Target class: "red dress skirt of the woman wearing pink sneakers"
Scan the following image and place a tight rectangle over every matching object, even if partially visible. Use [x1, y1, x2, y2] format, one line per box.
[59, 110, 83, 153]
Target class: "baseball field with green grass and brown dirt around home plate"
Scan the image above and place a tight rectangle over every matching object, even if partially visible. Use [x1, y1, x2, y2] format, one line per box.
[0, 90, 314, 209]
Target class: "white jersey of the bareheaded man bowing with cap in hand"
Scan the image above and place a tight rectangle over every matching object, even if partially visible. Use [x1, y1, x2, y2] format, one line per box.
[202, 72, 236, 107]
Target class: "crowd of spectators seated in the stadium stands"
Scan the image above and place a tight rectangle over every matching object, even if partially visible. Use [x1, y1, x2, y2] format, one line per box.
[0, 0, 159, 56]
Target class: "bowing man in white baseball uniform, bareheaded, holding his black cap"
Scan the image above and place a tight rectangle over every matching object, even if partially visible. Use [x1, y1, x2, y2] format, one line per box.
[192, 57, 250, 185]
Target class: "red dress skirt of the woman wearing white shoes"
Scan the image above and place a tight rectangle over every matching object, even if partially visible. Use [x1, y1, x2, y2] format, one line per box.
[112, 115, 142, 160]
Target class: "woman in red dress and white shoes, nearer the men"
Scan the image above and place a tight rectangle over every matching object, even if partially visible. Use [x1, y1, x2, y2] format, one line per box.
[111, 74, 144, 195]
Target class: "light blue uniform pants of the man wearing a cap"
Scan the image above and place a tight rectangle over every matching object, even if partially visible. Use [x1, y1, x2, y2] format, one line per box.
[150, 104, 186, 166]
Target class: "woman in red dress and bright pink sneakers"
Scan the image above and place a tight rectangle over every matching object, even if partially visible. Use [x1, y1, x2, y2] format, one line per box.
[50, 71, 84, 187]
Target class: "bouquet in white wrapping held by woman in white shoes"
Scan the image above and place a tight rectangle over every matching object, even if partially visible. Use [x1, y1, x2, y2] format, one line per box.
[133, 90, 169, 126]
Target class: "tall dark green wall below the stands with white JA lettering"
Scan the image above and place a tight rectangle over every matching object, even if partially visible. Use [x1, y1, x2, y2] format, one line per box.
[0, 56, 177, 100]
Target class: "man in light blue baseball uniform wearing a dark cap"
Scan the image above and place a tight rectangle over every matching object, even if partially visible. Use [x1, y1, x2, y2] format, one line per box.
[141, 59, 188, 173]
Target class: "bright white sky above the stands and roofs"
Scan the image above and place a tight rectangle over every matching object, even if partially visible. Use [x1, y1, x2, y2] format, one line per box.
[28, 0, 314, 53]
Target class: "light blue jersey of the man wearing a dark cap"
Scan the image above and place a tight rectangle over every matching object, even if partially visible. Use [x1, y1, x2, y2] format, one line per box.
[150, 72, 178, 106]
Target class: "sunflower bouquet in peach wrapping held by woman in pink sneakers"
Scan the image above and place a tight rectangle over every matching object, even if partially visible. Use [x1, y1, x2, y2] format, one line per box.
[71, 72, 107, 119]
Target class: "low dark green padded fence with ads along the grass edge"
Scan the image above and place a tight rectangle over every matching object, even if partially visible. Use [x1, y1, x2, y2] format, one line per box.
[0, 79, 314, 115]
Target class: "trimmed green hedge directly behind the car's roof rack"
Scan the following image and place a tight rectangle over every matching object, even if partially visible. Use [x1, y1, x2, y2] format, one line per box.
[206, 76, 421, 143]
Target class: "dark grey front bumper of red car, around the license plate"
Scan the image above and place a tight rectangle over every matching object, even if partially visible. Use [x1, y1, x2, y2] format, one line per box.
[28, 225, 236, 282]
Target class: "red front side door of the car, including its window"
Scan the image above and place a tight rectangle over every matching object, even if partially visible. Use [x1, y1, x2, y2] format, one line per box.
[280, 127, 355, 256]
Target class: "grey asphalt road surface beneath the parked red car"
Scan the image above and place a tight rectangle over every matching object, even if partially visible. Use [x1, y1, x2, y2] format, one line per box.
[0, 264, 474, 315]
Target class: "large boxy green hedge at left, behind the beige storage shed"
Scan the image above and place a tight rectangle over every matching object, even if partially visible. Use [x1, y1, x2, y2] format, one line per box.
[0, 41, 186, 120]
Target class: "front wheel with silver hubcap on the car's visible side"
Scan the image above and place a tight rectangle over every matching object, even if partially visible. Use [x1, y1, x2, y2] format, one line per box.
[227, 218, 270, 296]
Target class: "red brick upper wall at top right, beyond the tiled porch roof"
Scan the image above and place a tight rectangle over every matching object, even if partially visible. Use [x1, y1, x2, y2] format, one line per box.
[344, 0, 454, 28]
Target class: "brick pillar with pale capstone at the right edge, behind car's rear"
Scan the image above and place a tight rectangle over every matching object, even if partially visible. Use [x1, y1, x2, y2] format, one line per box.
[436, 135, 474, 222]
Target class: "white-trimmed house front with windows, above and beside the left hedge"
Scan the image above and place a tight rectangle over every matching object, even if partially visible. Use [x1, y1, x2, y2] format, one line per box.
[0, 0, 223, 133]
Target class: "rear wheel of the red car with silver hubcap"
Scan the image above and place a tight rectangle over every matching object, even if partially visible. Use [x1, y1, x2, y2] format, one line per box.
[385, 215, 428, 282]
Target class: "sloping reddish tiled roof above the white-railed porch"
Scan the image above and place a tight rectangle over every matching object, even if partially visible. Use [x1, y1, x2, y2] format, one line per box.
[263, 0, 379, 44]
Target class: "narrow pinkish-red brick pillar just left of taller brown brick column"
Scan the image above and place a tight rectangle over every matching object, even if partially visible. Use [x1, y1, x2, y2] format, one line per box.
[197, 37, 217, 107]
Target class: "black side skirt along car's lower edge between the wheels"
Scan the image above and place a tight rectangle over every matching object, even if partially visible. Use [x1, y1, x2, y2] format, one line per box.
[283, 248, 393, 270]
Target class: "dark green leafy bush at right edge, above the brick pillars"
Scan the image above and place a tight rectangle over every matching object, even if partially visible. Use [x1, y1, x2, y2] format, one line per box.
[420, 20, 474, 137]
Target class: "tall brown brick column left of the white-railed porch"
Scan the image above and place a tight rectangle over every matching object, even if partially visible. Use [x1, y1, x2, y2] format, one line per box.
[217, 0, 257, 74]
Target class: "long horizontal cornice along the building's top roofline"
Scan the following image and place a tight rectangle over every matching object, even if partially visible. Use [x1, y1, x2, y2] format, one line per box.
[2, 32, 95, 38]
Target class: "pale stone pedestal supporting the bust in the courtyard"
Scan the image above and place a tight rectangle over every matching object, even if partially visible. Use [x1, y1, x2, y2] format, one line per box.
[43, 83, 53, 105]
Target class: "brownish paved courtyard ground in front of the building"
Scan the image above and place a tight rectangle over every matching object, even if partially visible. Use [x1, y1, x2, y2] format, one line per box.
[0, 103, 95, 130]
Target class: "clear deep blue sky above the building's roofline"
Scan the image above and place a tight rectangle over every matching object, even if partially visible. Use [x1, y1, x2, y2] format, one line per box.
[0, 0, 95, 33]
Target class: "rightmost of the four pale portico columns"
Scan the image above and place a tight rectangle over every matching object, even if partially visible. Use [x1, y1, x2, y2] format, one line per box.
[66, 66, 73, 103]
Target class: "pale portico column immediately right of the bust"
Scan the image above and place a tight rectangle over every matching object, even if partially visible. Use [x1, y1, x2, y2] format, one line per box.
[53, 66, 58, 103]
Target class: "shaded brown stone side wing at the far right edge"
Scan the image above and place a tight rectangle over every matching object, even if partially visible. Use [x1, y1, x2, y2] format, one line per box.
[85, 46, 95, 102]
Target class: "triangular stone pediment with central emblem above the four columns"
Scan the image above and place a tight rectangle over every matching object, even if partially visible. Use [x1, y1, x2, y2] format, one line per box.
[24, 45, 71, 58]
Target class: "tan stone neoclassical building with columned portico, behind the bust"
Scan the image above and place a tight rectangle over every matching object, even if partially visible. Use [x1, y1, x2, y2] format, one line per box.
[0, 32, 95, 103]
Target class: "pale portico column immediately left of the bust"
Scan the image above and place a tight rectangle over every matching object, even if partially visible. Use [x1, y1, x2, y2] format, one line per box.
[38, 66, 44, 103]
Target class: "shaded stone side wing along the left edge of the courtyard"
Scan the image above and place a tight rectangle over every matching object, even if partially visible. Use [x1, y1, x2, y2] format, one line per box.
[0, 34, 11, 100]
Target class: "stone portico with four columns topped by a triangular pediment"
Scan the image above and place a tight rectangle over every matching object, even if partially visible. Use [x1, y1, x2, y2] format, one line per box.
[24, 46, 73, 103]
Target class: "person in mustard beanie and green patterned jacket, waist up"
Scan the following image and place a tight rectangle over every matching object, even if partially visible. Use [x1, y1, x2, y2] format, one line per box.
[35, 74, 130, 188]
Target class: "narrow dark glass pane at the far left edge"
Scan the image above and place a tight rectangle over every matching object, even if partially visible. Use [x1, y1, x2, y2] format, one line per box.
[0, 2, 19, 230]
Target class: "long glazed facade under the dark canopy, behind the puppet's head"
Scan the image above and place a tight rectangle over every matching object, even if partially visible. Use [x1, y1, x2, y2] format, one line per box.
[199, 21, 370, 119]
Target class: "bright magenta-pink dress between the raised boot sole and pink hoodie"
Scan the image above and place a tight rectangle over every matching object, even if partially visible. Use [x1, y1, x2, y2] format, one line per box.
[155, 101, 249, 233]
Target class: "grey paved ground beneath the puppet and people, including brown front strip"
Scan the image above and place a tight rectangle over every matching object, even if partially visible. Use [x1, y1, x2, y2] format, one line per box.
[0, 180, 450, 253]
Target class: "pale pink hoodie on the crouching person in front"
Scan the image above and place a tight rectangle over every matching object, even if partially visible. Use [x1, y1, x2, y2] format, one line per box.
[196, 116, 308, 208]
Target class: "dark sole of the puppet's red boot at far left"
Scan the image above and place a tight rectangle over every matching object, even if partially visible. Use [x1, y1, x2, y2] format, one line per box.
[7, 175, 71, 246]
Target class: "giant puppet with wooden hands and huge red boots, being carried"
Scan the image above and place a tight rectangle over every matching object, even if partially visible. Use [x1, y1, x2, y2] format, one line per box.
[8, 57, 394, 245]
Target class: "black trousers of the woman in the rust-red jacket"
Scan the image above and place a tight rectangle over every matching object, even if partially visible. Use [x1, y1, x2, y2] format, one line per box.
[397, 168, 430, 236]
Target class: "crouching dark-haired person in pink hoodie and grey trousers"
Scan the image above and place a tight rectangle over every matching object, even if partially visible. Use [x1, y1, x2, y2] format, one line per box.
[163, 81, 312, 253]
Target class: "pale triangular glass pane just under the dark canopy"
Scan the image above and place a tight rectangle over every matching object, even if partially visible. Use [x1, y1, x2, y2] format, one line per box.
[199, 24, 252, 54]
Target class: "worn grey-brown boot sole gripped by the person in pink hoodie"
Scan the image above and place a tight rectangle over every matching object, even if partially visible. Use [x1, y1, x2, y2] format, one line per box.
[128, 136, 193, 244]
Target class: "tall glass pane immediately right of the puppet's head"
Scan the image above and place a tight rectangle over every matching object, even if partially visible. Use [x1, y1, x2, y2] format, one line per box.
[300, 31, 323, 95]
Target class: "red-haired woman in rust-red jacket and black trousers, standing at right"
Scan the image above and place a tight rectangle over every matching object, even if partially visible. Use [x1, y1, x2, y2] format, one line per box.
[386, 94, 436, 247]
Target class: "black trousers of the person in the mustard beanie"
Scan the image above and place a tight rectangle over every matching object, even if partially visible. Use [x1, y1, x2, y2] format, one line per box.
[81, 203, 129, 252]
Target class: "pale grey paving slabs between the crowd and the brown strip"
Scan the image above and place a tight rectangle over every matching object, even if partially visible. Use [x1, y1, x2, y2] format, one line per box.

■ TASK REQUIREMENTS: Reproduce exactly, and only, the part of the listing above that begins at the line with "in white baseball" and goes on through the line with "dress and white".

■ SOLVED PROBLEM:
Target class: "bowing man in white baseball uniform, bareheaded, holding his black cap"
Scan the image above and place a tight rectangle over every matching object, even if partially visible. Use [x1, y1, x2, y2] format, one line per box.
[192, 57, 250, 185]
Target class: "red dress skirt of the woman wearing white shoes"
Scan the image above and place a tight rectangle over every matching object, even if partially visible. Use [x1, y1, x2, y2] format, one line per box.
[112, 115, 142, 160]
Target class: "woman in red dress and white shoes, nearer the men"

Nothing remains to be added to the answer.